*Excerpted passage*.
* begin *
The Army is having recruiting problems but there is solution to every problem. Unable to find the manpower they need by calling up active and inactive reserves, the military is now turning to re-upping the dead.
The letters were sent a few days after Christmas to more than 5,100 Army officers who had recently left the service. Included were letters to about 75 officers killed in action and about 200 wounded in action.
According to sources, zombie soldiers require less food and downtime, are more effective in combat, and are less likely to decry the Bush administration's continued fumbling of the not-war that is being not-conducted in Iraq. Also, should a zombie soldier be killed, his or her family has already been notified of the soldier's death, cutting down on paperwork and supply costs.
"Army personnel officials are contacting those officers' families now to personally apologize for erroneously sending the letters," the Army said in a brief news release issued Friday night.
The news release went on to clarify that, instead of letters encouraging re-enlistment, the Army had planned to use dark sorceries which would rip the screaming souls of the dead out of Hell and force them back into their rotting bodies.
Nathan Hale regretted having only one life to lose for his country, but that was before the advent of military funding for bloodstained necromancy practiced by the damned. "Grrrooaaaagh," commented one soldier, just before ripping the skull off of a bystander and gobbling down their yummy, crunchy brain.
* end *
*Listed entries*.
* begin *
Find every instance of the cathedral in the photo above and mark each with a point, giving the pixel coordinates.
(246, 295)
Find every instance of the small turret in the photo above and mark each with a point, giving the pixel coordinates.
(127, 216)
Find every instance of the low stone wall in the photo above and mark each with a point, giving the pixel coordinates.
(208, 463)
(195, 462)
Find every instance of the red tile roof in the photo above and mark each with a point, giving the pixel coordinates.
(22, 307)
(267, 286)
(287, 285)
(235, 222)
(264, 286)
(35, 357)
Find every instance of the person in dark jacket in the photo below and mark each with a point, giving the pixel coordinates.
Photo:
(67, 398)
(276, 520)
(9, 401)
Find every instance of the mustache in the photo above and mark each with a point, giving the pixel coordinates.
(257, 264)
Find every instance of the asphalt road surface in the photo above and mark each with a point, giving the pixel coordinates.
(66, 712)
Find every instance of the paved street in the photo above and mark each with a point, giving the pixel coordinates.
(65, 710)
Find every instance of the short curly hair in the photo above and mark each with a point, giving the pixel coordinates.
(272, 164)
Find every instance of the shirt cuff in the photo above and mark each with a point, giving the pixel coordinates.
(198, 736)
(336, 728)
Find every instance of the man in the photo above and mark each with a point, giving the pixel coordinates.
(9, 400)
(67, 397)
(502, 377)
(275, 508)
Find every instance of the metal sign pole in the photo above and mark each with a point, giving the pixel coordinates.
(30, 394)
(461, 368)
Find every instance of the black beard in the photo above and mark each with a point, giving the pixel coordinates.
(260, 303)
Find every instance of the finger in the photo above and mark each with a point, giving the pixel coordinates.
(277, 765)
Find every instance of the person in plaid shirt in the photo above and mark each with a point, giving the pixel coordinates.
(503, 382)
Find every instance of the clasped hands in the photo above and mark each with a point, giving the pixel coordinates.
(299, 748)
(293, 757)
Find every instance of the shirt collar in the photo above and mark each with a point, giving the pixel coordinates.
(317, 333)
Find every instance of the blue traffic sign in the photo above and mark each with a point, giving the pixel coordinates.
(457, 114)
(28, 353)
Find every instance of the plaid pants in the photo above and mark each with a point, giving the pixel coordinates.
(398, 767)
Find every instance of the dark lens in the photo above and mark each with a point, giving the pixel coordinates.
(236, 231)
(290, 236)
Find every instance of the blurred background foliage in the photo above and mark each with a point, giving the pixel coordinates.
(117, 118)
* end *
*Instructions*.
**a.** Do the following statements agree with the Army recruiting piece? For each, answer yes or no and quote the words from the piece that decide it. (i) The letters were mailed a few days after Christmas. (ii) About 200 of the officers who received letters had been killed in action. (iii) The Army put out its news release on a Monday morning.
**b.** Could you carry on the Army recruiting piece from the point where it ends?
The data has no connection to the text.

*Answers*.
**a.**
(i) Yes: "The letters were sent a few days after Christmas"
(ii) No: "about 75 officers killed in action and about 200 wounded in action"
(iii) No: "in a brief news release issued Friday night"

**b.**
These war mongers need to be stopped! I could rant on about this for quite a long comment...but will refrain because it's too early in the day to get my blood boiling and my mood sour-ed
The news release went on to clarify that, instead of letters encouraging re-enlistment, the Army had planned to use dark sorceries which would rip the screaming souls of the dead out of Hell and force them back into their rotting bodies.
You gotta be real careful messing around with that kinda shit, none of this:
When you removed the book from the cradle, did you speak the words?
Yeah, basically.
Did you speak the exact words?
Look, maybe I didn't say every tiny syllable, no. But basically I said them, yeah.
The news release went on to clarify that, instead of letters encouraging re-enlistment, the Army had planned to use dark sorceries which would rip the screaming souls of the dead out of Hell and force them back into their rotting bodies.
You gotta be real careful messing around with that kinda shit, none of this:
When you removed the book from the cradle, did you speak the words?
Yeah, basically.
Did you speak the exact words?
Look, maybe I didn't say every tiny syllable, no. But basically I said them, yeah.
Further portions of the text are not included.